* WHAT TO DO
Quote word for word everything in the records below, from the line containing "If you could mark the cooked" down to their end, and leave the pictures out of your answer.

* ENTRIES SHOWN

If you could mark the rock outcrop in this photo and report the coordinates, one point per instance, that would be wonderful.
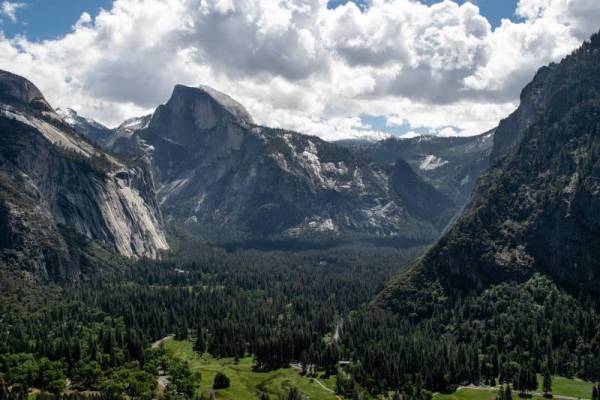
(59, 194)
(538, 208)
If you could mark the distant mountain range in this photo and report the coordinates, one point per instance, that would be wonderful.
(60, 195)
(537, 209)
(71, 185)
(221, 175)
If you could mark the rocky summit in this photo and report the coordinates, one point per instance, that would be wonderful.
(220, 173)
(537, 209)
(61, 195)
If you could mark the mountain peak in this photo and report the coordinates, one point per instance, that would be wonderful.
(196, 94)
(15, 87)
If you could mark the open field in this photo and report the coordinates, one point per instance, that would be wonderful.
(569, 387)
(561, 388)
(246, 383)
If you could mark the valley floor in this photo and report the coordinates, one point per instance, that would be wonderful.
(246, 383)
(562, 389)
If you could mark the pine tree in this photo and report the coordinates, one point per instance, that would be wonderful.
(547, 383)
(508, 393)
(200, 344)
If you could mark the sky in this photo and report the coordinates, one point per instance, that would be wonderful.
(337, 69)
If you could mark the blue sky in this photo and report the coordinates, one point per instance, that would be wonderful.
(333, 74)
(48, 19)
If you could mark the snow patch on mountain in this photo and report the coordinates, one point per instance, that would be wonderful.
(431, 162)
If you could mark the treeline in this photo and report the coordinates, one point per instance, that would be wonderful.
(505, 335)
(276, 306)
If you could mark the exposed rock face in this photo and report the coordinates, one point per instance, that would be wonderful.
(538, 208)
(451, 164)
(58, 191)
(216, 169)
(92, 130)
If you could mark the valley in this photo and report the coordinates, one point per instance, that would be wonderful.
(194, 253)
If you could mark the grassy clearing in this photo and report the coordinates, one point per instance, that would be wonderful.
(246, 383)
(570, 387)
(575, 388)
(467, 394)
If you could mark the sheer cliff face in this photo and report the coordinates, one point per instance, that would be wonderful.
(218, 171)
(58, 192)
(538, 208)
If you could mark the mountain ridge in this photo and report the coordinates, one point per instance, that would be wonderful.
(537, 208)
(59, 190)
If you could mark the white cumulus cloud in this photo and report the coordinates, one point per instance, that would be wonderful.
(299, 65)
(9, 9)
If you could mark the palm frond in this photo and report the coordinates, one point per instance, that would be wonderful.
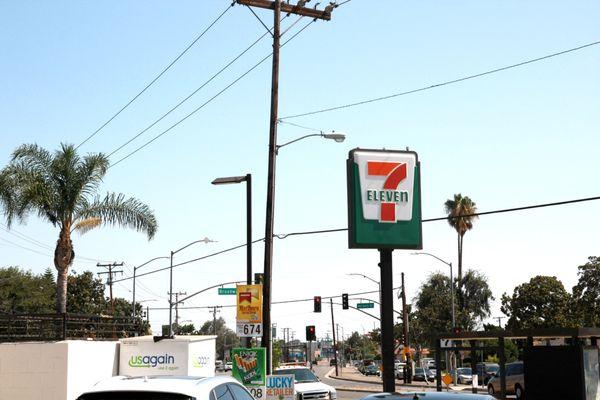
(115, 209)
(87, 225)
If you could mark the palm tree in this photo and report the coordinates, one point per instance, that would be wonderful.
(460, 216)
(61, 188)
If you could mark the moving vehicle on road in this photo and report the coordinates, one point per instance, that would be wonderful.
(515, 381)
(428, 396)
(167, 388)
(306, 384)
(464, 376)
(422, 374)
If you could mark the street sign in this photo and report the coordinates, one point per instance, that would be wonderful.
(384, 200)
(249, 367)
(365, 305)
(227, 291)
(280, 387)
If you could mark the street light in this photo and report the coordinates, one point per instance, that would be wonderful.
(134, 274)
(205, 240)
(451, 281)
(270, 220)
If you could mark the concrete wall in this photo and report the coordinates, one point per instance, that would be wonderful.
(54, 370)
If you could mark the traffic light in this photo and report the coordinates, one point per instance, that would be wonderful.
(310, 333)
(317, 304)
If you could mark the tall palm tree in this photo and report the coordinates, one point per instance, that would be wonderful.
(61, 188)
(456, 209)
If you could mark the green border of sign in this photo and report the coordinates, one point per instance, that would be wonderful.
(255, 377)
(367, 234)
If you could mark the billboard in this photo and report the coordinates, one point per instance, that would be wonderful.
(384, 199)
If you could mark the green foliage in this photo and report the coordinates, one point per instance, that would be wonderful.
(433, 314)
(542, 302)
(586, 293)
(61, 188)
(23, 292)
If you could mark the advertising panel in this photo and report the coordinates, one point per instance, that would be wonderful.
(384, 199)
(280, 387)
(249, 310)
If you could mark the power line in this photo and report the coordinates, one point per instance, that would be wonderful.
(191, 94)
(446, 83)
(209, 100)
(158, 76)
(333, 230)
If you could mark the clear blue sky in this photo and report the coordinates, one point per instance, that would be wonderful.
(524, 136)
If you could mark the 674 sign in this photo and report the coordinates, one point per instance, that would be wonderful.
(249, 329)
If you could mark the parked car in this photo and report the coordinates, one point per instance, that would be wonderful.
(464, 376)
(306, 384)
(428, 396)
(422, 373)
(515, 380)
(371, 370)
(166, 388)
(486, 371)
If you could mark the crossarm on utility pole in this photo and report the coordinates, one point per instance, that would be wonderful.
(288, 8)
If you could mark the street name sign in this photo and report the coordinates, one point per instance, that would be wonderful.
(227, 291)
(384, 199)
(365, 305)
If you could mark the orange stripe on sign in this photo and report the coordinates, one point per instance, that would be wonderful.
(380, 167)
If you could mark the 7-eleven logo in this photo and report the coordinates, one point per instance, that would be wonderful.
(389, 196)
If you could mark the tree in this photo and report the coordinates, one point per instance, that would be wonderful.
(542, 302)
(61, 189)
(458, 210)
(586, 293)
(433, 314)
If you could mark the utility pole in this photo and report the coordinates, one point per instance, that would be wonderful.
(277, 6)
(408, 367)
(177, 307)
(334, 341)
(110, 273)
(214, 312)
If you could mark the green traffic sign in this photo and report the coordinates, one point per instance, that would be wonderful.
(227, 291)
(365, 305)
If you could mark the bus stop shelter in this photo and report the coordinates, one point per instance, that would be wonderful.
(570, 338)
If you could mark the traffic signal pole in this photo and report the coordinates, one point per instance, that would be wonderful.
(387, 320)
(334, 341)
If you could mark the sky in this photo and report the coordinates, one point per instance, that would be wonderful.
(518, 137)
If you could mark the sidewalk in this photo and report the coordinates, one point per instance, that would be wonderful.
(351, 374)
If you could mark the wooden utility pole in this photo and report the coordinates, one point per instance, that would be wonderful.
(110, 273)
(278, 7)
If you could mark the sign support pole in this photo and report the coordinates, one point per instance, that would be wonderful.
(387, 320)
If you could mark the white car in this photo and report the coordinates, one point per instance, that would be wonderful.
(306, 384)
(167, 388)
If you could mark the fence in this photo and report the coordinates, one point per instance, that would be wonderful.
(51, 327)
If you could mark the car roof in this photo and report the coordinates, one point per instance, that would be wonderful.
(186, 385)
(428, 396)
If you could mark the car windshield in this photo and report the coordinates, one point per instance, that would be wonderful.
(301, 375)
(129, 395)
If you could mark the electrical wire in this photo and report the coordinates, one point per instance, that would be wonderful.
(438, 85)
(158, 76)
(321, 231)
(209, 100)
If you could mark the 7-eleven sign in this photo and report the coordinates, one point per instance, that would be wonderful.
(384, 199)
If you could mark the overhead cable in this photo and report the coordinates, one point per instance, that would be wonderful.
(446, 83)
(158, 76)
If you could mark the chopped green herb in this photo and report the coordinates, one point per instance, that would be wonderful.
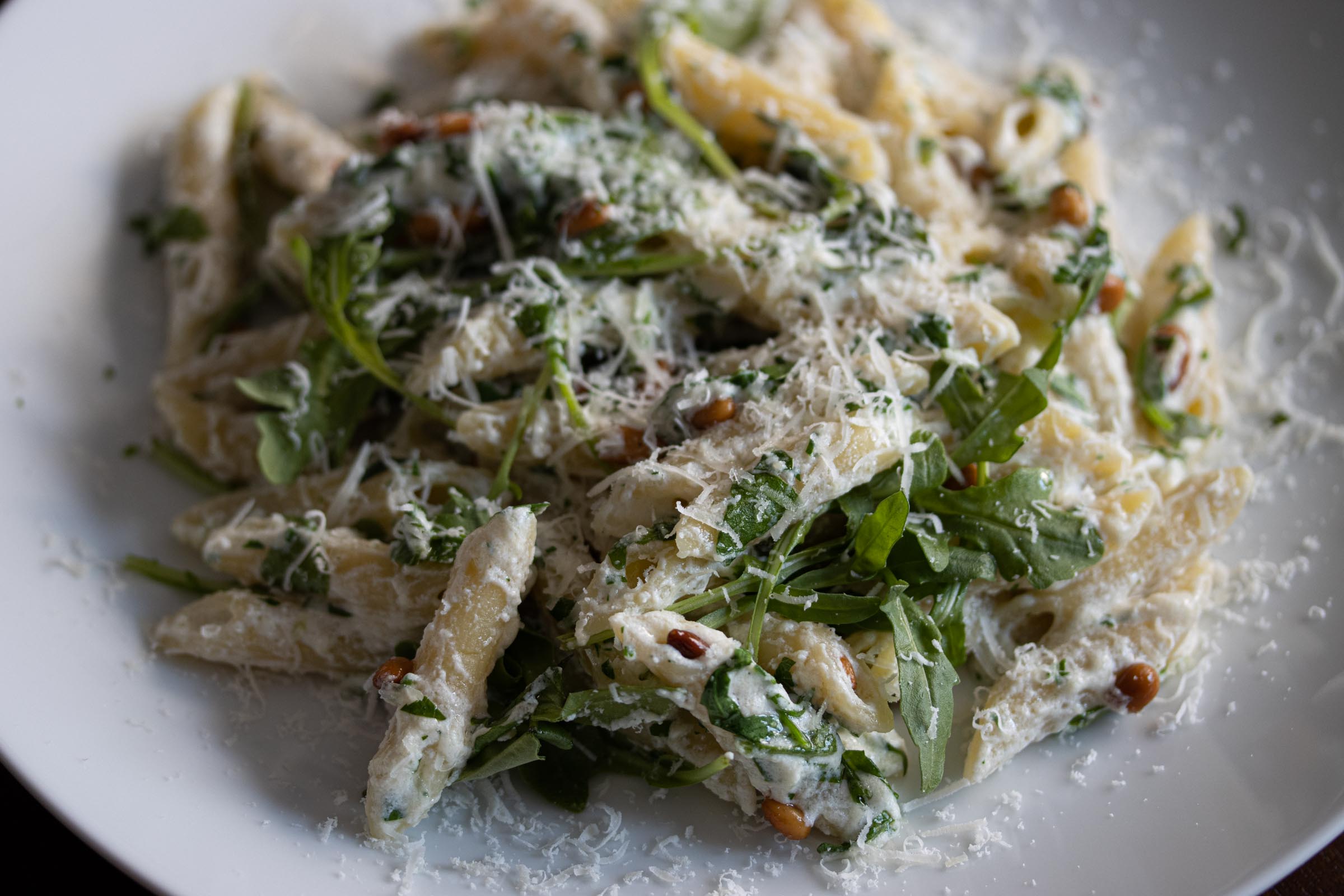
(425, 708)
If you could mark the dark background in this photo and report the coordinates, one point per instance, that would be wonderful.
(41, 834)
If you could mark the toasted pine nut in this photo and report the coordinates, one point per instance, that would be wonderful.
(584, 217)
(785, 819)
(687, 644)
(848, 671)
(393, 672)
(1139, 683)
(1069, 204)
(1112, 293)
(714, 413)
(449, 124)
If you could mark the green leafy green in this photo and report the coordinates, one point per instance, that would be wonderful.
(987, 419)
(1060, 86)
(852, 762)
(1012, 520)
(299, 563)
(879, 534)
(756, 503)
(330, 274)
(561, 777)
(1193, 291)
(420, 538)
(946, 614)
(319, 401)
(684, 774)
(180, 223)
(781, 550)
(519, 752)
(660, 531)
(182, 580)
(650, 63)
(725, 712)
(424, 708)
(926, 678)
(932, 329)
(831, 609)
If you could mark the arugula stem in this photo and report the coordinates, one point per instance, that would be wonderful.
(646, 265)
(531, 401)
(650, 65)
(783, 548)
(174, 578)
(561, 379)
(186, 469)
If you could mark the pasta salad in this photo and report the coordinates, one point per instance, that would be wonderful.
(696, 390)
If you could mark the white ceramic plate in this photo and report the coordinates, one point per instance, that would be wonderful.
(199, 785)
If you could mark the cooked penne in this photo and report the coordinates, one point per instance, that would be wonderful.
(427, 742)
(699, 391)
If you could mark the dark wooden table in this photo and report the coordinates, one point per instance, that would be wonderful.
(41, 833)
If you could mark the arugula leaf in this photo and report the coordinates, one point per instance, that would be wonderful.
(561, 777)
(1086, 269)
(320, 399)
(854, 762)
(931, 329)
(926, 680)
(330, 277)
(879, 534)
(299, 563)
(1011, 519)
(660, 531)
(928, 561)
(519, 752)
(1060, 86)
(988, 421)
(418, 538)
(946, 614)
(180, 223)
(686, 774)
(756, 503)
(724, 710)
(424, 708)
(882, 824)
(659, 769)
(174, 578)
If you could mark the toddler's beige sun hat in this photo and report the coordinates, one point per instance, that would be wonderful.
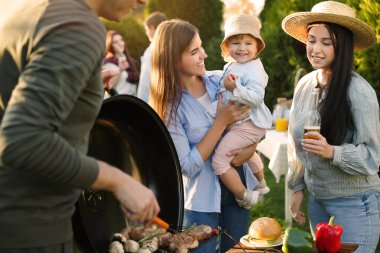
(332, 12)
(242, 24)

* PROBLEM SOLUTION
If you could mark the cooked penne in this photo and report the coordinates, one point per instance, that would be wonderful.
(427, 742)
(699, 391)
If you could mark the dark wooden table in this photo and report the coordinates, one point per instance, that would be wonderful.
(41, 833)
If you could mark the arugula leaf in this photo and report the coordinates, one point per instance, that would be wonderful.
(561, 777)
(1086, 269)
(320, 399)
(854, 762)
(931, 329)
(926, 680)
(330, 277)
(879, 534)
(299, 563)
(1011, 519)
(660, 531)
(928, 561)
(519, 752)
(1060, 86)
(988, 421)
(418, 538)
(946, 614)
(180, 223)
(686, 774)
(756, 503)
(724, 710)
(424, 708)
(882, 824)
(659, 769)
(174, 578)
If you could mark the toddler's beige sun hat in this photo and report the coordinates, one point per instance, that would be wonderful.
(332, 12)
(242, 24)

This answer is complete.